- **Your instructions**
Render every row below as a numbered list, omitting any blank lines.

- **Data excerpts**
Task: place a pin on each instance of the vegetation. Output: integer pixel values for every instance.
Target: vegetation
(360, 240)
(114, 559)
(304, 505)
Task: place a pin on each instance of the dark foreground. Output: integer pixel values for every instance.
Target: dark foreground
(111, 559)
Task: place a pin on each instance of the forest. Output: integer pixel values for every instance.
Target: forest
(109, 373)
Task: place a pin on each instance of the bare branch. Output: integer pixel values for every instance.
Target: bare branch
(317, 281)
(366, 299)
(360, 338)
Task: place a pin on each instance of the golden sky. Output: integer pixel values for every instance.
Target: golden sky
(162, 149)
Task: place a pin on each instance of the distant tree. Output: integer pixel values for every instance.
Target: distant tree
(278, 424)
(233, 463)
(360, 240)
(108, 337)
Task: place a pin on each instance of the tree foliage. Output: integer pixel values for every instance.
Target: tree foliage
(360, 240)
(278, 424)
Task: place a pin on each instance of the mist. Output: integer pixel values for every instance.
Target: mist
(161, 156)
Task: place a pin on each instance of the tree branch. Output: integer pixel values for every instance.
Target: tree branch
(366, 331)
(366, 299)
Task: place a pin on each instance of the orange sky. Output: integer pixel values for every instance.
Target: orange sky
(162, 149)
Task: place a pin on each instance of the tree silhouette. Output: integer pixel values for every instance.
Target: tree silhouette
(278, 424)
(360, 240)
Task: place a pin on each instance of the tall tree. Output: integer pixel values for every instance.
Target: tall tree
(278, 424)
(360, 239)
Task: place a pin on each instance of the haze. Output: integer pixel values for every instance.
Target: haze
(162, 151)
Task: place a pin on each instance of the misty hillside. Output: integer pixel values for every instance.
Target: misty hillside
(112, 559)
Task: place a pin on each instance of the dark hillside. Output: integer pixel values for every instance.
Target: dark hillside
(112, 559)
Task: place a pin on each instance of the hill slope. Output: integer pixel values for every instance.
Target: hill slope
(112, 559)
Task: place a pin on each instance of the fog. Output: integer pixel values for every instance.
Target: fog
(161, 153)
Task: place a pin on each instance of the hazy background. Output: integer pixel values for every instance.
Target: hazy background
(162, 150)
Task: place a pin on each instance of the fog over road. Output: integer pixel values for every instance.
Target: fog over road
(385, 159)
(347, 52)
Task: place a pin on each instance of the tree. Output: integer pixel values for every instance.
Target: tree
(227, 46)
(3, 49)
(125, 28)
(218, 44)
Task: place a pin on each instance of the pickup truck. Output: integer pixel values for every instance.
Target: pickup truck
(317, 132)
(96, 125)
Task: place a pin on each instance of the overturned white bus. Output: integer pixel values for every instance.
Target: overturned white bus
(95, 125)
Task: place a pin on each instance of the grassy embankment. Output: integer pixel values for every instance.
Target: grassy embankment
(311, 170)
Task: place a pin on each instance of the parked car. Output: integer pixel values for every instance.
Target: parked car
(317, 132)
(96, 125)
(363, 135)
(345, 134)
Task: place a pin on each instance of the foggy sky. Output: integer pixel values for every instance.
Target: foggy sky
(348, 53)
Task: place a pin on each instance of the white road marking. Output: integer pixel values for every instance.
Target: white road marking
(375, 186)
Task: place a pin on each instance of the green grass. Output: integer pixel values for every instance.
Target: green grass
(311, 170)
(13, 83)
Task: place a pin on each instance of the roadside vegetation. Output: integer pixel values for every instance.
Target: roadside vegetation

- **Reply to the exercise**
1. Task: place a pin on each instance of the vegetation. Output: integer pixel values for every instance.
2. Target: vegetation
3. (360, 240)
4. (114, 559)
5. (304, 505)
6. Task: place a pin on each instance of the dark foreground. Output: integer pixel values for every instance.
7. Target: dark foreground
8. (111, 559)
9. Task: place a pin on each instance of the forest. Output: integer pixel values for every instance.
10. Target: forest
11. (109, 373)
12. Task: place a pin on each instance of the bare branch. Output: integer pixel values for every instance.
13. Target: bare branch
14. (317, 281)
15. (366, 299)
16. (360, 338)
17. Task: place a pin on each instance of the golden sky. Output: integer pixel values for every instance.
18. Target: golden sky
19. (162, 149)
20. Task: place a pin on each instance of the distant tree. Output: integer pixel values for every instance.
21. Target: distant tree
22. (278, 424)
23. (233, 463)
24. (360, 240)
25. (108, 337)
26. Task: place a pin on each instance of the tree foliage. Output: integer pixel values for every instance.
27. Target: tree foliage
28. (360, 240)
29. (278, 424)
30. Task: place a pin on each instance of the mist. Output: integer pixel values for every instance.
31. Target: mist
32. (161, 156)
33. Task: place a pin on each instance of the tree branch. Output: integer pixel values for every instance.
34. Target: tree branch
35. (366, 331)
36. (366, 299)
37. Task: place a pin on each instance of the orange sky. Output: integer pixel values for every instance.
38. Target: orange sky
39. (162, 149)
40. Task: place a pin on each instance of the tree silhouette. Output: integer pixel values for every instance.
41. Target: tree silhouette
42. (278, 424)
43. (360, 240)
44. Task: place a pin on each instance of the tall tree. Output: integer pixel values for every instance.
45. Target: tall tree
46. (278, 424)
47. (360, 239)
48. Task: place a pin on each instance of the haze. Output: integer pixel values for every instance.
49. Target: haze
50. (162, 151)
51. Task: place a pin on each instance of the misty hillside. Output: integer pixel values for every instance.
52. Target: misty hillside
53. (112, 559)
54. Task: place a pin on each instance of the dark hillside. Output: integer pixel values for every instance.
55. Target: dark hillside
56. (112, 559)
57. Task: place a pin on each instance of the hill slope. Output: integer pixel values for every instance.
58. Target: hill slope
59. (112, 559)
60. Task: place a pin on each instance of the fog. Output: integer pixel values for every instance.
61. Target: fog
62. (161, 153)
63. Task: place a pin on each instance of the hazy background. Output: integer pixel values for every instance.
64. Target: hazy background
65. (162, 150)
66. Task: place a pin on each instance of the fog over road. Output: integer pixel values for every instance.
67. Target: fog over road
68. (385, 159)
69. (347, 52)
70. Task: place a pin on each instance of the tree. Output: integer pixel values for every instance.
71. Target: tree
72. (227, 46)
73. (3, 49)
74. (125, 28)
75. (218, 44)
76. Task: place a pin on each instance of the pickup truck. Output: integer pixel values for every instance.
77. Target: pickup truck
78. (317, 132)
79. (96, 125)
80. Task: place a pin on each instance of the overturned white bus. Output: integer pixel values for every instance.
81. Target: overturned white bus
82. (95, 125)
83. Task: place a pin on each instance of the grassy embankment. Output: integer pixel values for every instance.
84. Target: grassy embankment
85. (311, 170)
86. Task: place a pin on each instance of the parked car. Output: integer pixel values for every instance.
87. Target: parked car
88. (317, 132)
89. (96, 125)
90. (363, 135)
91. (345, 134)
92. Task: place a pin on each instance of the foggy sky. Output: integer pixel values for every instance.
93. Target: foggy sky
94. (348, 53)
95. Task: place a pin on each instance of the white road marking. Output: integer pixel values for every instance.
96. Target: white road marking
97. (375, 186)
98. Task: place a pin on each instance of the green grass. Output: integer pixel values for every instance.
99. Target: green grass
100. (311, 170)
101. (13, 83)
102. Task: place a pin on each instance of the roadside vegetation. Output: integer pixel values for every instance.
103. Target: roadside vegetation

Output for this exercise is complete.